Call to make youth offending Off The Record

Local organisation NIACRO has called for a change in the law to allow for minor childhood offences to be removed from criminal records.

NIACRO, which works to reduce crime and its impact on people and communities, launched the ‘Off The Record’ campaign in The MAC on Wednesday with a short film featuring a range of high profile campaign supporters, including Falklands War veteran and charity activist Simon Weston and criminal records campaigner Bob Ashford – both of whom had to stand down as candidates for Police and Crime Commissioner roles due to convictions they had received as children.

‘Off The Record’ proposes that anyone should have the opportunity to apply to a multi-agency panel to have old and minor offences removed from their criminal or police record. The one condition would be that the offences must have occurred before the individual was 18 years old. The policy is based on a recommendation made in the 2011 Review of the Youth Justice System in Northern Ireland which has not yet been implemented.

:: Work instructions ::
Transcribe the stretch of the article on the Off The Record campaign from "Call to make" through "received as children.", preserving every word and punctuation mark.

:: Raw data ::
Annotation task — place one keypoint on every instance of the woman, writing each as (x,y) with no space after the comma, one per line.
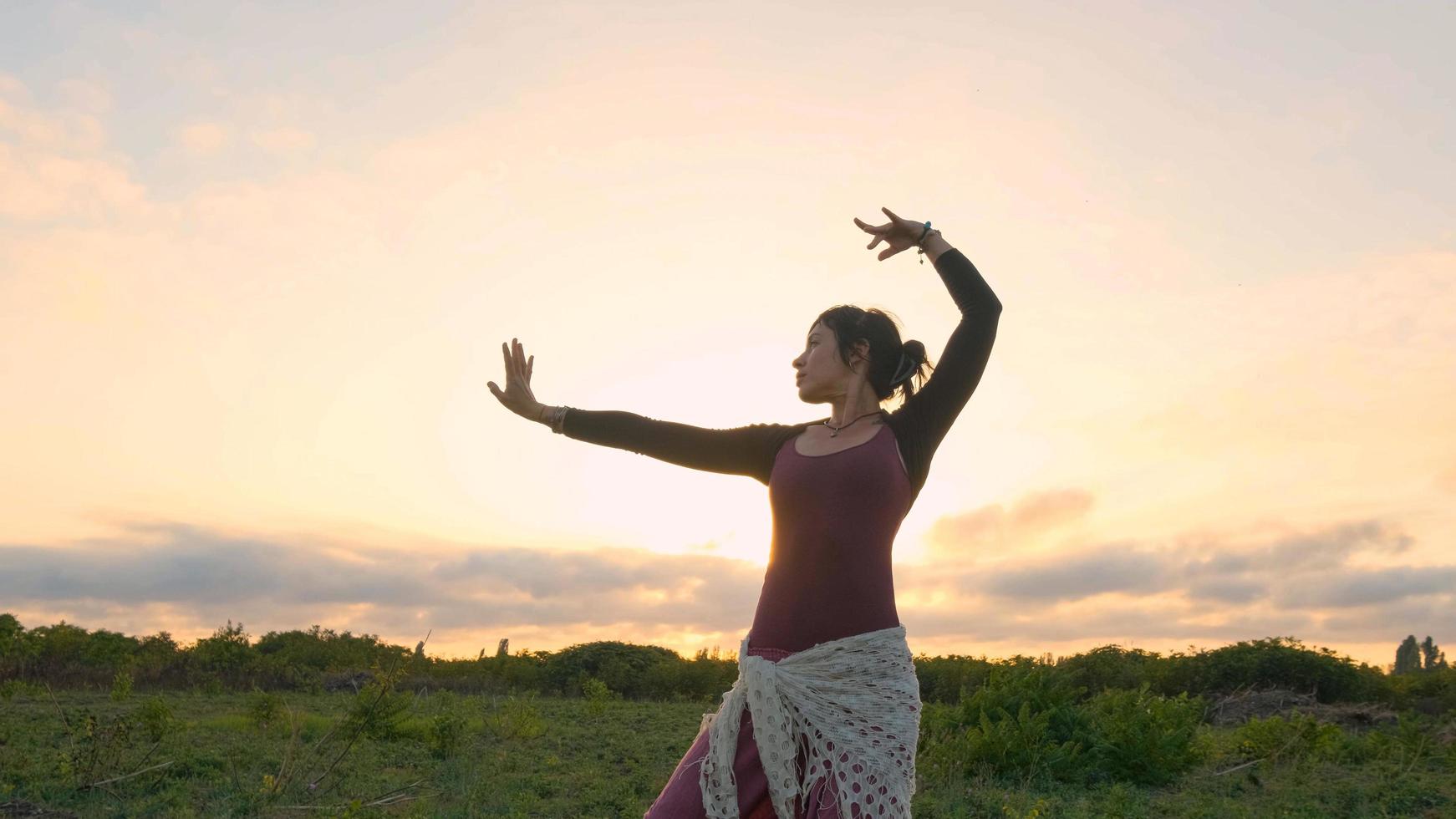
(824,716)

:: Answer to the task ::
Call to make youth offending Off The Record

Local organisation NIACRO has called for a change in the law to allow for minor childhood offences to be removed from criminal records.

NIACRO, which works to reduce crime and its impact on people and communities, launched the ‘Off The Record’ campaign in The MAC on Wednesday with a short film featuring a range of high profile campaign supporters, including Falklands War veteran and charity activist Simon Weston and criminal records campaigner Bob Ashford – both of whom had to stand down as candidates for Police and Crime Commissioner roles due to convictions they had received as children.